# Start of Materials provided

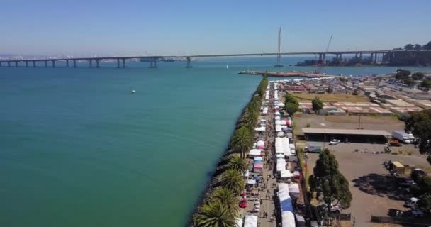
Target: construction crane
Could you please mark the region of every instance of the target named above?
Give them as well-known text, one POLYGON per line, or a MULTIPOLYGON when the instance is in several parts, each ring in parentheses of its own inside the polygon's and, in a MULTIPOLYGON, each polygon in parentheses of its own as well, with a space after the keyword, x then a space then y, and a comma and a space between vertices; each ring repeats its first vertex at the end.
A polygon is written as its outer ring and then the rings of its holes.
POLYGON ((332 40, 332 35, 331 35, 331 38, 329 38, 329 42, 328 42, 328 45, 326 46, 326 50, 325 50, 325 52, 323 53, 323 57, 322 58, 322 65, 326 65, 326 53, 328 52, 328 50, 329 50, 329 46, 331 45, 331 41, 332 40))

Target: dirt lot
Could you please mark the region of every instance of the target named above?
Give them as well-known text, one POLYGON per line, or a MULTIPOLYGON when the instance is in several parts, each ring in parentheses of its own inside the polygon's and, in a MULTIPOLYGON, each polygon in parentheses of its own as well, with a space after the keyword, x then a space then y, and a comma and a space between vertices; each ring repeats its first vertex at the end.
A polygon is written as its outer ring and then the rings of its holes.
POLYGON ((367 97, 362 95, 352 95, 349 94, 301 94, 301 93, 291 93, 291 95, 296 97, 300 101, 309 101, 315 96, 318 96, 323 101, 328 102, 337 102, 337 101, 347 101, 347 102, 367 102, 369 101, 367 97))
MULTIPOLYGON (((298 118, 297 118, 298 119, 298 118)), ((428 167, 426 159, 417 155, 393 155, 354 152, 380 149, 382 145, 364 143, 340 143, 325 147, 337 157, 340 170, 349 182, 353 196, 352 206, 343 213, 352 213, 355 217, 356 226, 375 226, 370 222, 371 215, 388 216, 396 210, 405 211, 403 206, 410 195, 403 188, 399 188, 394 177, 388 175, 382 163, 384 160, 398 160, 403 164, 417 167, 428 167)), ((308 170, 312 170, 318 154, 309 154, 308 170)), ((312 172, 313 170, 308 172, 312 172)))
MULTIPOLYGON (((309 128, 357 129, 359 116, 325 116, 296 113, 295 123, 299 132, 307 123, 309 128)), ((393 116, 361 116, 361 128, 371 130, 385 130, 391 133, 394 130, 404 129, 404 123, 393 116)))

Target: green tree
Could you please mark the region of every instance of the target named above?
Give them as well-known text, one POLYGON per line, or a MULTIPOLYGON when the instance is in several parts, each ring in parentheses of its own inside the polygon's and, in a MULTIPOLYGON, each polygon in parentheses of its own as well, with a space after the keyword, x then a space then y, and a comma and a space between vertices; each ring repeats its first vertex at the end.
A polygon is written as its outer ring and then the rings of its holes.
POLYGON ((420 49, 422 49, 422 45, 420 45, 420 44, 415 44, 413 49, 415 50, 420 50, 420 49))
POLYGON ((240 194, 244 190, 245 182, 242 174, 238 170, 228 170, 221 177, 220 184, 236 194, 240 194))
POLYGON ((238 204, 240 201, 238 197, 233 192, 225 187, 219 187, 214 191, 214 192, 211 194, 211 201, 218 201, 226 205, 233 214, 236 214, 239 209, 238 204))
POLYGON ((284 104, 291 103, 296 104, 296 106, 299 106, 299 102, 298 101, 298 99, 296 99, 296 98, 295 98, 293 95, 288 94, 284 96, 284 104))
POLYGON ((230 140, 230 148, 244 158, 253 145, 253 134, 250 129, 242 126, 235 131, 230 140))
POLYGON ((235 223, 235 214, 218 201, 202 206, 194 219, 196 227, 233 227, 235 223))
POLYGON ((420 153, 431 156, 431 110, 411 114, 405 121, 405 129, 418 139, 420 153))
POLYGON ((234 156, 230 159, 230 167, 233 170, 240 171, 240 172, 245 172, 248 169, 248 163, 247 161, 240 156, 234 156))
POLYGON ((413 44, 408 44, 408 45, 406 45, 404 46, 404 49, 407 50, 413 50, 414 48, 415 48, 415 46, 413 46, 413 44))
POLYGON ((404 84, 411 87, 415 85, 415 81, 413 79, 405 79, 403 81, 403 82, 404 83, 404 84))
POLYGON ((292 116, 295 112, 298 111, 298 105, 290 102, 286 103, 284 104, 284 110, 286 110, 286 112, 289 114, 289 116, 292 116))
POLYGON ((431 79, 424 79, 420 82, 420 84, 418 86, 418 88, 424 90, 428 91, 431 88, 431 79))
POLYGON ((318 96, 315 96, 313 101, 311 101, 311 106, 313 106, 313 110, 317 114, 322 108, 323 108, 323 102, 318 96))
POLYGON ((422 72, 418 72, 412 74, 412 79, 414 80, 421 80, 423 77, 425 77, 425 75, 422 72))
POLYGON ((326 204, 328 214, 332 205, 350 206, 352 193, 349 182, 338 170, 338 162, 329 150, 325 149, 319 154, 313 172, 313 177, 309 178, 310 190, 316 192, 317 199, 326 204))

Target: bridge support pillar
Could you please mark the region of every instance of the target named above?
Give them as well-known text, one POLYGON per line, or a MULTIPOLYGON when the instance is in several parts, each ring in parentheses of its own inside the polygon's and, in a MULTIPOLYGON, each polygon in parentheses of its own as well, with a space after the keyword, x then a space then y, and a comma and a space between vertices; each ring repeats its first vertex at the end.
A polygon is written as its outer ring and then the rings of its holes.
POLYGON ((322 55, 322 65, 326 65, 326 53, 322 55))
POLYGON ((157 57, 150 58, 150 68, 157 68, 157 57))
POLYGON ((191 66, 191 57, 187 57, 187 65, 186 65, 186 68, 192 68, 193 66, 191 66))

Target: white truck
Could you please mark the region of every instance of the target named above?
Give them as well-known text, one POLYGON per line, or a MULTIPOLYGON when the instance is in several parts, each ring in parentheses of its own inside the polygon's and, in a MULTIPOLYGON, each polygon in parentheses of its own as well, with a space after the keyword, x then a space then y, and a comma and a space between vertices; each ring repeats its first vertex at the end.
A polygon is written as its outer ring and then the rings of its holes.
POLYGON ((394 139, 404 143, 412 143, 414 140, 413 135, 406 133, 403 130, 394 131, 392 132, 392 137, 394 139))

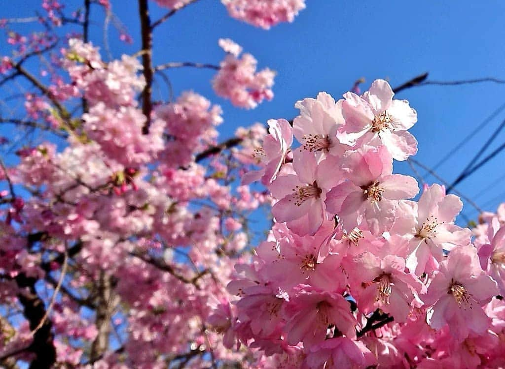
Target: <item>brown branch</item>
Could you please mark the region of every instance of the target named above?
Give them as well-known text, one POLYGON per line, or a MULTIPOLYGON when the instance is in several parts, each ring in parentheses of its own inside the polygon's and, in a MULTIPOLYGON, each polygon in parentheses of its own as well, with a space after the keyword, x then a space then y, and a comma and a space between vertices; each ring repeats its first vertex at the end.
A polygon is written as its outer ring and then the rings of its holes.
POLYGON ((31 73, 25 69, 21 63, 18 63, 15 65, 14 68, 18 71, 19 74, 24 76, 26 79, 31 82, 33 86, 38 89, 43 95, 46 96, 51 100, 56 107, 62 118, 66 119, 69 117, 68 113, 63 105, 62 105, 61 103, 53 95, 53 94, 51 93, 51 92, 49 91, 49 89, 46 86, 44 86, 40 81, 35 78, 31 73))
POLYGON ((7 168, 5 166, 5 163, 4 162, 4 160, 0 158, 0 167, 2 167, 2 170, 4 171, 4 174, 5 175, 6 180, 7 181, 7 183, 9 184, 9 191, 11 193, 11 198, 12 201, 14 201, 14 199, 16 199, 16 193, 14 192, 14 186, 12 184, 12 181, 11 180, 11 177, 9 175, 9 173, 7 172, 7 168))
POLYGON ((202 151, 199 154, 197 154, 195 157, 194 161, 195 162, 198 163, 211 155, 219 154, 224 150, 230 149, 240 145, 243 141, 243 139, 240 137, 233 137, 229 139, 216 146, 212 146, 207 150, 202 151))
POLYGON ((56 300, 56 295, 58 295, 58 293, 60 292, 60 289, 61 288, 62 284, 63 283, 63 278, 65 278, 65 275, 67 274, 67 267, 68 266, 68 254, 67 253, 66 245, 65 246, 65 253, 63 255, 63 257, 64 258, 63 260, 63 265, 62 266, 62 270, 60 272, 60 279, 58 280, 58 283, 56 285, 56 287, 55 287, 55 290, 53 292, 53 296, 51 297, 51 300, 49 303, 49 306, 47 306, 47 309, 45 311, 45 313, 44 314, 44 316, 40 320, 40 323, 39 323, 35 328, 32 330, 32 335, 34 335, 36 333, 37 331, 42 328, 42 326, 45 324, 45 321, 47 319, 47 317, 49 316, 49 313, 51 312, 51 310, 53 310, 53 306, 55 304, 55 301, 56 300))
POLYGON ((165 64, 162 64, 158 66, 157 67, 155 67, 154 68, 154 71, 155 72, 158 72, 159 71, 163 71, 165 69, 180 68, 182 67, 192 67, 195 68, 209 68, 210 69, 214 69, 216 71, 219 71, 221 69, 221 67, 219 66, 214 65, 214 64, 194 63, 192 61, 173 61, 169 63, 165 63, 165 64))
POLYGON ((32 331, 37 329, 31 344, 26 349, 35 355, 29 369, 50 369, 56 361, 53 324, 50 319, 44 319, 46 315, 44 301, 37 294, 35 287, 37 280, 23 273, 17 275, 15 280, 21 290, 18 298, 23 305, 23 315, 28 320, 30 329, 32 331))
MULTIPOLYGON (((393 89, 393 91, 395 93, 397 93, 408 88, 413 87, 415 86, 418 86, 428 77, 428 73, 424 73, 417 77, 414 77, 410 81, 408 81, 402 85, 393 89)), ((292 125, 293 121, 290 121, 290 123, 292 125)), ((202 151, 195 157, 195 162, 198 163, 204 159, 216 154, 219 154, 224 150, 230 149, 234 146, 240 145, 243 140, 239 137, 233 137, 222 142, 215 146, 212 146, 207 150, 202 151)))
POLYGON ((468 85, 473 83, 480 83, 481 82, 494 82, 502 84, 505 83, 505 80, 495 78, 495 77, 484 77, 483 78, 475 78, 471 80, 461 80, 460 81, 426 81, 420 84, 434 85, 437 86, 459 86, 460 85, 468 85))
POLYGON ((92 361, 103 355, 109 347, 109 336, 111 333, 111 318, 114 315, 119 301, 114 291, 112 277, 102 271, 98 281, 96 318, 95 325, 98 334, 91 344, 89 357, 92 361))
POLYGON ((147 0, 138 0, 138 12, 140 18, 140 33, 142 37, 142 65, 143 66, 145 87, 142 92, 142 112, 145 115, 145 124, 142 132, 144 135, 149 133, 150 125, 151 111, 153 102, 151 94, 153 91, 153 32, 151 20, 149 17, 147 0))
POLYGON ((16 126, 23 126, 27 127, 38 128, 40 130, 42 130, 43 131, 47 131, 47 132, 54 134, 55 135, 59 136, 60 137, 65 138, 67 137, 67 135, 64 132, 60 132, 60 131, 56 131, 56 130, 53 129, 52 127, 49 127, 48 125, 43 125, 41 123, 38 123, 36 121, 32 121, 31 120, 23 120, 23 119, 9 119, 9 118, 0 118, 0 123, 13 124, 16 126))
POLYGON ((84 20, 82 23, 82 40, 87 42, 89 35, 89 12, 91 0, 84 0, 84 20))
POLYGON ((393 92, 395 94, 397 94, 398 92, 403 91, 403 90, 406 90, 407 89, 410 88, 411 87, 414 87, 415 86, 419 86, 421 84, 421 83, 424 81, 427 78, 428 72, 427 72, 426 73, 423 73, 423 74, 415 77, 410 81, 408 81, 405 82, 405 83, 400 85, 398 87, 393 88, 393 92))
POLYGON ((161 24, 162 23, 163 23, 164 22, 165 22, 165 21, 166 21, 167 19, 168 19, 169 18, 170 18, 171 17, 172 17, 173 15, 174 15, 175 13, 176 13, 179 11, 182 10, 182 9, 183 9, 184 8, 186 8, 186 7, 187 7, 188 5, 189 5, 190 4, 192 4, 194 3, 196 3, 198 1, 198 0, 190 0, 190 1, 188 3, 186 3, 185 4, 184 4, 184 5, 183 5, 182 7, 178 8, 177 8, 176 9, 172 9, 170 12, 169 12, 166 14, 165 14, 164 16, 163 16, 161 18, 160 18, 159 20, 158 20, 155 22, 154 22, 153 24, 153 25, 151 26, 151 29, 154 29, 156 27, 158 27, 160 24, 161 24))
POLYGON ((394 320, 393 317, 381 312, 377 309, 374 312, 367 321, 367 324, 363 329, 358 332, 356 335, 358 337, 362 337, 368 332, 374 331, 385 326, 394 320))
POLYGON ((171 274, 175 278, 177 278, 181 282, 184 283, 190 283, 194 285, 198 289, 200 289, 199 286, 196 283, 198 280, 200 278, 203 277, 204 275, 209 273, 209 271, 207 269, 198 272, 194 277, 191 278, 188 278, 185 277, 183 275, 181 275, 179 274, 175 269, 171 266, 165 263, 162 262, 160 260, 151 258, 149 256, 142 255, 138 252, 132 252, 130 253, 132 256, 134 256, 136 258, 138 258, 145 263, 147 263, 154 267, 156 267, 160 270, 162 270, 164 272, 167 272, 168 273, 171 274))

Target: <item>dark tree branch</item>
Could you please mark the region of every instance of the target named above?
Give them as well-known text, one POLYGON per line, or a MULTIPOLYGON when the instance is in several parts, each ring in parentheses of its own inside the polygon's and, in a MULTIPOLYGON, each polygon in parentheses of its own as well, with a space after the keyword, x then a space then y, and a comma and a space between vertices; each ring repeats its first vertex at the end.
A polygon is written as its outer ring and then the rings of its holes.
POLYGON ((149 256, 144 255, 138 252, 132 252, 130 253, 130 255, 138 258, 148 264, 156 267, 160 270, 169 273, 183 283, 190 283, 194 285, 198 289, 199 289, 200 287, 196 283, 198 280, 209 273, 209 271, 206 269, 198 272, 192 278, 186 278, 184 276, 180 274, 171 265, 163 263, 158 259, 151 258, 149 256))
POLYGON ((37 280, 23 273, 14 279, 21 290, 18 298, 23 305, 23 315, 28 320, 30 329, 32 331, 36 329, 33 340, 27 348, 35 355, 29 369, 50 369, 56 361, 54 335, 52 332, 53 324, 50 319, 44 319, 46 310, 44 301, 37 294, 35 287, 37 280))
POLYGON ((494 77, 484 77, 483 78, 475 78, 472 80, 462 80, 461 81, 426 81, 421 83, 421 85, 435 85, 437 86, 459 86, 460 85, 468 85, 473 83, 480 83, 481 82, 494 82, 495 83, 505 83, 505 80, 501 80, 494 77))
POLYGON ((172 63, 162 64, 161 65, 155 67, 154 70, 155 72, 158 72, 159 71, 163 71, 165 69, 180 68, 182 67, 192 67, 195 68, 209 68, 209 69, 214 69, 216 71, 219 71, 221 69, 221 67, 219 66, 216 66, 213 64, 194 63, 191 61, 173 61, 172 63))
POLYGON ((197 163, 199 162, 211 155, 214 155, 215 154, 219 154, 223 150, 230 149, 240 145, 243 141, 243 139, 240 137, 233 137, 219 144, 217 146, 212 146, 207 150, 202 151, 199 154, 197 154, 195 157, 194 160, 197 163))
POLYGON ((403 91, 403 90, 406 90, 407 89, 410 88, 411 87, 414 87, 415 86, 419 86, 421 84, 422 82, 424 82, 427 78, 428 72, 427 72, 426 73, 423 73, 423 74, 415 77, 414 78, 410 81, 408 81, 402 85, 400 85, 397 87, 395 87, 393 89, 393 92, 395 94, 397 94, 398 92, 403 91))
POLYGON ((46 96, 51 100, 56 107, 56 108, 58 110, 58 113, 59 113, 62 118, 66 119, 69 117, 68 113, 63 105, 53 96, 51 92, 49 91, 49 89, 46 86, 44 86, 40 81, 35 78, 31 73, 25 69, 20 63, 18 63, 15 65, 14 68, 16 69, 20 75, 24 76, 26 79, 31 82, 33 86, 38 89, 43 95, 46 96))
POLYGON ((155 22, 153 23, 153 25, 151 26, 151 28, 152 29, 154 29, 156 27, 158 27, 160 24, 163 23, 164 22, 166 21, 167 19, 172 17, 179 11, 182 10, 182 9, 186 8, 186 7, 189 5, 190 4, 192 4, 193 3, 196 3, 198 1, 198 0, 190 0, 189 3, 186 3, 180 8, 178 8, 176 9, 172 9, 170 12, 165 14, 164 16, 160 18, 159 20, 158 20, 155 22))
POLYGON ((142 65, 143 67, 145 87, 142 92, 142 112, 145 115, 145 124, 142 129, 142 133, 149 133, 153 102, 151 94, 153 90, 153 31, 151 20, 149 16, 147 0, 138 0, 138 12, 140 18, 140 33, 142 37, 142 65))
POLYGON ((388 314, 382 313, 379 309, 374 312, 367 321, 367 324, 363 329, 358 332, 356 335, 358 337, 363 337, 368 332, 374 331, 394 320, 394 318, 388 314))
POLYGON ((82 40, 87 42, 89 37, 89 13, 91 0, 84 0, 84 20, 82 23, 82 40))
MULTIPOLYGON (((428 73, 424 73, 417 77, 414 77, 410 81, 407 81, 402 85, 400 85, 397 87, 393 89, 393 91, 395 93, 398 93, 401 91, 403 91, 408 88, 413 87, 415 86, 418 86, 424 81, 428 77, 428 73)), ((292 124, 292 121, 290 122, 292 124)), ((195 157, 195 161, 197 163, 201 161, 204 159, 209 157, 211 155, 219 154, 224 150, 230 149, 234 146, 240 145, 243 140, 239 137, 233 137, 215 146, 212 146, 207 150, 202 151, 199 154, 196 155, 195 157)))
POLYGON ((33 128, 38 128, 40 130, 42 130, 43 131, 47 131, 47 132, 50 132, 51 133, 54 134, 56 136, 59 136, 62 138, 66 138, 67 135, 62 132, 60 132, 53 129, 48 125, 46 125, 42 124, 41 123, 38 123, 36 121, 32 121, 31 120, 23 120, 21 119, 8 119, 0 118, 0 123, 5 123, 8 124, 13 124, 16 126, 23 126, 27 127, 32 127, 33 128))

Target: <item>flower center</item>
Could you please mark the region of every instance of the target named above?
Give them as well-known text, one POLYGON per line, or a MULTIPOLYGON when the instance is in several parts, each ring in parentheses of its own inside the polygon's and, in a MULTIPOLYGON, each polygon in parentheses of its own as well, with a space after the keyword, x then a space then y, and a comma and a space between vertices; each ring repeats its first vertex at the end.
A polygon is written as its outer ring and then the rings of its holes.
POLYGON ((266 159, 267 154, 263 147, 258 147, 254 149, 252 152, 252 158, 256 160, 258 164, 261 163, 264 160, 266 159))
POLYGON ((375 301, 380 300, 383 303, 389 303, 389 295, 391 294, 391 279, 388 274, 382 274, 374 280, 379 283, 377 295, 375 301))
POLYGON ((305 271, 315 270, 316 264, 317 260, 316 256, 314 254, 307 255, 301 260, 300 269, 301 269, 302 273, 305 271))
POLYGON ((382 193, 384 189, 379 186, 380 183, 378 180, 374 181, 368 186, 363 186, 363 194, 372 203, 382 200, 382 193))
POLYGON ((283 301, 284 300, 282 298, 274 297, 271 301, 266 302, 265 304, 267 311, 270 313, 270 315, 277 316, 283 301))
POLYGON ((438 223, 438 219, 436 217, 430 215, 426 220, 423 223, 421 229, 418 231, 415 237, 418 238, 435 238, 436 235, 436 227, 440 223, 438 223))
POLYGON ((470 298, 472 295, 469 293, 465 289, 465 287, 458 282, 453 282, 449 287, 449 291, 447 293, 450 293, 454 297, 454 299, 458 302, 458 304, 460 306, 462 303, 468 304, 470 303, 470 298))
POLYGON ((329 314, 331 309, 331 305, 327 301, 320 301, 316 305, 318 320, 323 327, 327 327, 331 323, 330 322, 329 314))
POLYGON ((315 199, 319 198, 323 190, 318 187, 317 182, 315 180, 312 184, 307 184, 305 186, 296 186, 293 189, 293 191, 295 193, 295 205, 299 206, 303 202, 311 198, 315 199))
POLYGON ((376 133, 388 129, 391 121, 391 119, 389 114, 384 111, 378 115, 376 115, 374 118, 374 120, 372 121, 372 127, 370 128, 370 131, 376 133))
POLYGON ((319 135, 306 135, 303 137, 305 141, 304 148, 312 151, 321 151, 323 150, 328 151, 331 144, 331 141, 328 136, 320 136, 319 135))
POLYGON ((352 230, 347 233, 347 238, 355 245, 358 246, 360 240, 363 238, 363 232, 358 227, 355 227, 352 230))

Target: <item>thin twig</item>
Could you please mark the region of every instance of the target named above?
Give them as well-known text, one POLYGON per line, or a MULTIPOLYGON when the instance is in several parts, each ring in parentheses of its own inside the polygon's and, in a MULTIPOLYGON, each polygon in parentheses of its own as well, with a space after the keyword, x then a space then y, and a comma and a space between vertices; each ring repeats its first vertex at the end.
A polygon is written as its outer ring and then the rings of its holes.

# End of Materials provided

▶ **Directions**: Reproduce the recorded data from its beginning through the line containing "POLYGON ((332 40, 332", replacing "construction crane" with "tower crane" and leaving everything else unchanged. Omit the pictures from your answer.

▶ **The result**:
Target: tower crane
Could you please mark the region of every instance of the target named above?
Give them as well-known text, one POLYGON per line, or a MULTIPOLYGON when the instance is in several parts, each ring in parentheses of its own inside the polygon's and, in a MULTIPOLYGON, each polygon in parentheses of its own as well, with a space after the keyword, x then a space then y, and a comma and a space between vertices; each ring repeats its first vertex at the end.
A polygon is written as its outer ring and then the rings of its holes.
POLYGON ((332 40, 332 35, 331 35, 331 38, 329 38, 329 42, 328 42, 328 45, 326 46, 326 50, 325 50, 325 52, 323 53, 323 57, 322 58, 322 65, 326 65, 326 53, 328 52, 328 50, 329 50, 329 46, 331 45, 331 41, 332 40))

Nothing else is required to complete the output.